**Rumusan Tugas**
Jawablah pertanyaan berikut berdasarkan teks tentang film horor:
(a) Dalam film "Sundel Bolong", apa yang menyebabkan perempuan itu akhirnya bunuh diri?
(b) Pada tahun berapa film "Khanzab" berlatar belakang?
(c) Dalam film "Khanzab", siapa yang disalahpahami sebagai dukun?

===== Bagian Teks

Tidak hanya dari sudut pandang waktu, ada juga yang mengandalkan bintang ternama. Seperti pada era Suzzanna, semua film horor berkiblat untuk membuat tokoh horor yang dapat diperankan olehnya.
Film-film era Suzzanna yang kemudian tayang dan memerankan tokoh horor dari masyarakat seperti film “Sundel Bolong”, berkisah tentang perempuan yang sedang ditinggal pergi oleh suami dan diperkosa hingga hamil. Karena malu, ia akhirnya bunuh diri dan membalaskan dendam kepada yang memperkosanya.
Diluar dari cerita rakyat, kisah horor di layar lebar juga mengangkat sejarah dari konflik sosial yang terjadi.
Salah satunya direfleksikan melalui film “Khanzab” yang berlatar belakang pada tahun 1998 yaitu kisah pembantaian dukun namun juga membantai kyai atau ustadz yang disalahpahami sebagai dukun.

==========
===== Bahan yang Disediakan

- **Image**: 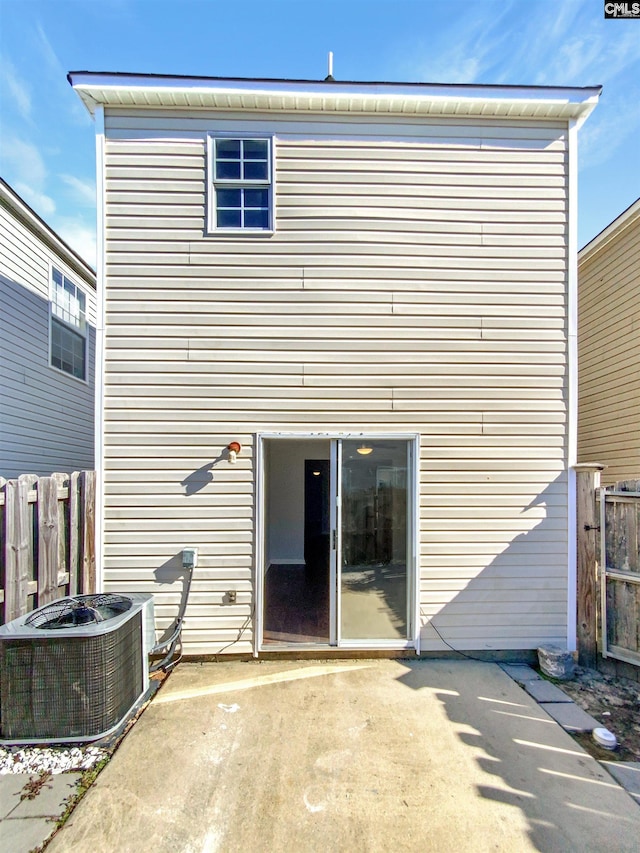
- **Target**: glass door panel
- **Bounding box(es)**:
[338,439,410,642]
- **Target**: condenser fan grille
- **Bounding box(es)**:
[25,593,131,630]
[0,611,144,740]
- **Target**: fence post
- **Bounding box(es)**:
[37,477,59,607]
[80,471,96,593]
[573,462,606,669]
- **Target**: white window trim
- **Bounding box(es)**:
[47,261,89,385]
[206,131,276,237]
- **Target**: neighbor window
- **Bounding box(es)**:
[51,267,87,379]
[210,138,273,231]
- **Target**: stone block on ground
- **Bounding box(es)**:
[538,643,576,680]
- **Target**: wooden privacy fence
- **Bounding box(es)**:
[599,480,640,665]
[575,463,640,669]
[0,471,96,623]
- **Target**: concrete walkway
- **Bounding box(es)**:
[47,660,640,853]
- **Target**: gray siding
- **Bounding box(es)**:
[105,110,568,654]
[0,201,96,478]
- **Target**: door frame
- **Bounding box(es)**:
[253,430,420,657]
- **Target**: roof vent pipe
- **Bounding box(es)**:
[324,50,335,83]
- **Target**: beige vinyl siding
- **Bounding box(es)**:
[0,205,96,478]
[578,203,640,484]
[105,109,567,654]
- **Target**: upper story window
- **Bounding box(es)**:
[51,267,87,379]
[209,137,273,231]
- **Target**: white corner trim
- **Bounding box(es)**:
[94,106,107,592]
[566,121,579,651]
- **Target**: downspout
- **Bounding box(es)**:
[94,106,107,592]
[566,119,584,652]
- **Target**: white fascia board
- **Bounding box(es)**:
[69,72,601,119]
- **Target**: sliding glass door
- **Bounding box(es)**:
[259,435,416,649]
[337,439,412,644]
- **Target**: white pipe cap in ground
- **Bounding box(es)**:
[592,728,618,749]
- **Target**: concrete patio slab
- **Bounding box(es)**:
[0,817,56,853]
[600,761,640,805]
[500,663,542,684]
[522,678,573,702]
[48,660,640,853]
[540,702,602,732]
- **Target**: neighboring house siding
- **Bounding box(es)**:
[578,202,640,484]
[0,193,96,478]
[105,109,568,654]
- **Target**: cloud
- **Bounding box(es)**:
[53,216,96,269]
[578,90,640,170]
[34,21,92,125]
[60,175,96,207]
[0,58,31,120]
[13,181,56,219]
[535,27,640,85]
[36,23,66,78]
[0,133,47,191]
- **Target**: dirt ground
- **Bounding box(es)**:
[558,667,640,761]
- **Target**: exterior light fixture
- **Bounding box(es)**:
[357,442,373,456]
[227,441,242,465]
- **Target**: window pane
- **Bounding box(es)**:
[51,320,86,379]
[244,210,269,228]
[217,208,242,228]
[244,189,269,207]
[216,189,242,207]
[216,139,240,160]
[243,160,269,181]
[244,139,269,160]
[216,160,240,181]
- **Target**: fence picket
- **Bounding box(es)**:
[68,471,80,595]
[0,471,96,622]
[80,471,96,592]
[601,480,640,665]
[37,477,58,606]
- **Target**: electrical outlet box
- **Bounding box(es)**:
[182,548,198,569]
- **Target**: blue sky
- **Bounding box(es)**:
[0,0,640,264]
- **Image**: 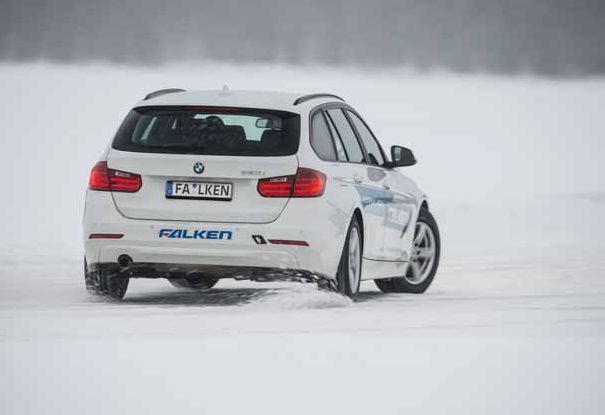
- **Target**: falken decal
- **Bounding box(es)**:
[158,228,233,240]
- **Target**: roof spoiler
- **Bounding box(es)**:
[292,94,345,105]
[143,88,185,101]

==========

**Jawaban**
(a) Rasa malu.
(b) Tahun 1998.
(c) Kyai atau ustadz.